── SOURCE DOCUMENT
Government departments would love to act as digitally dynamic and as fast as growing tech companies, but they have complex and aging systems to consider. That’s where a top class modern network can help.
The message to government executives is clear as day, the future resides in the cloud and citizens expect digital first service delivery to rival the standards of the private sector.
A generation of consumers and corporate tech users have become accustomed to the on-demand and seemingly effortless flexibility offered by scores of software as a service offering, and government is under increasing pressure to pick up the pace of innovative change.
However, the arrival of global hyper-scale cloud computing providers, and their increasingly aggressive tussle for government clients, is only a part of the solution for departments and agencies looking to tool up for the new era.
Unlike many of the startup and tech industry players that have wowed the business press and policymakers in recent years, government is a different beast, with requirements that cannot be ignored in a digital assault.
────
── SUPPLIED MATERIAL
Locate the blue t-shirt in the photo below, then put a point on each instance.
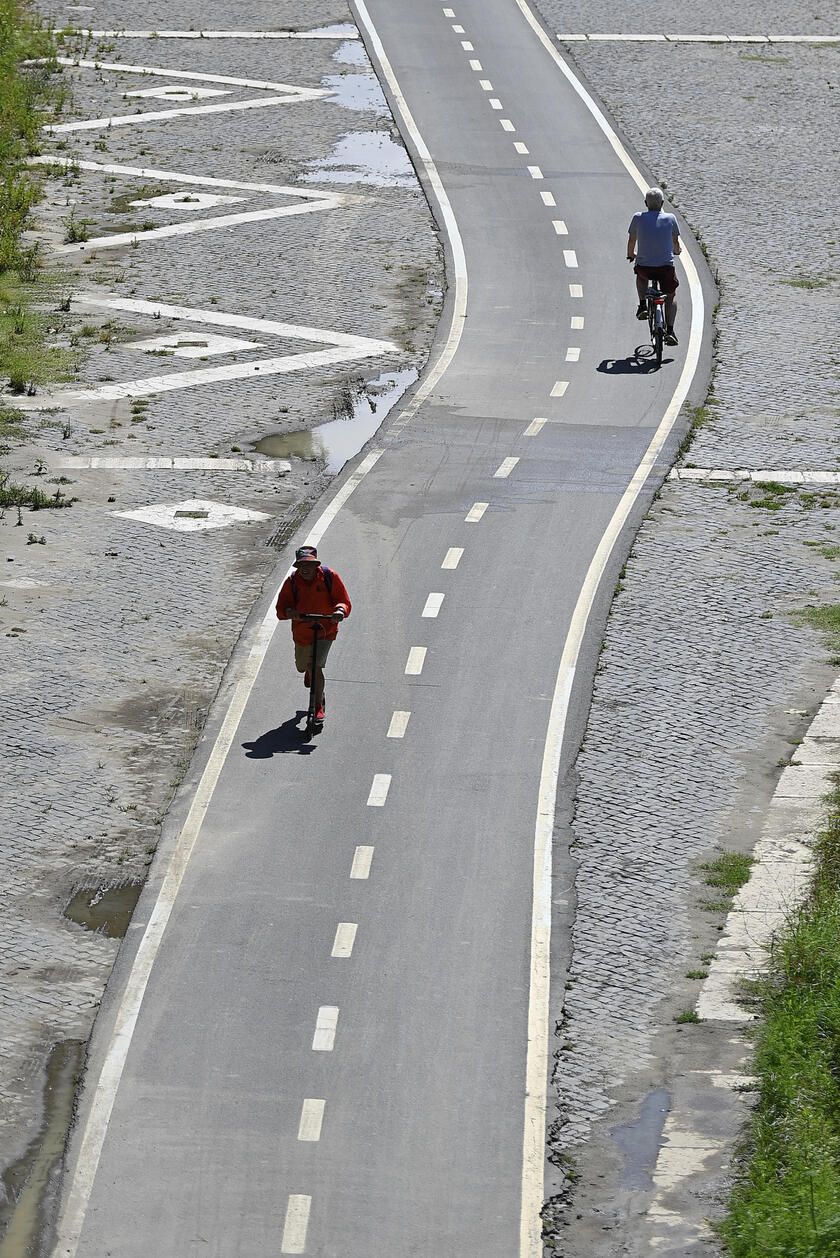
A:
(654, 232)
────
• _YOUR TASK_:
Copy the stretch from "Government departments would" through "the new era." in the passage on government and the cloud, swapping "citizens" for "residents". The material is not needed for this work.

• _THE SOLUTION_:
Government departments would love to act as digitally dynamic and as fast as growing tech companies, but they have complex and aging systems to consider. That’s where a top class modern network can help.
The message to government executives is clear as day, the future resides in the cloud and residents expect digital first service delivery to rival the standards of the private sector.
A generation of consumers and corporate tech users have become accustomed to the on-demand and seemingly effortless flexibility offered by scores of software as a service offering, and government is under increasing pressure to pick up the pace of innovative change.
However, the arrival of global hyper-scale cloud computing providers, and their increasingly aggressive tussle for government clients, is only a part of the solution for departments and agencies looking to tool up for the new era.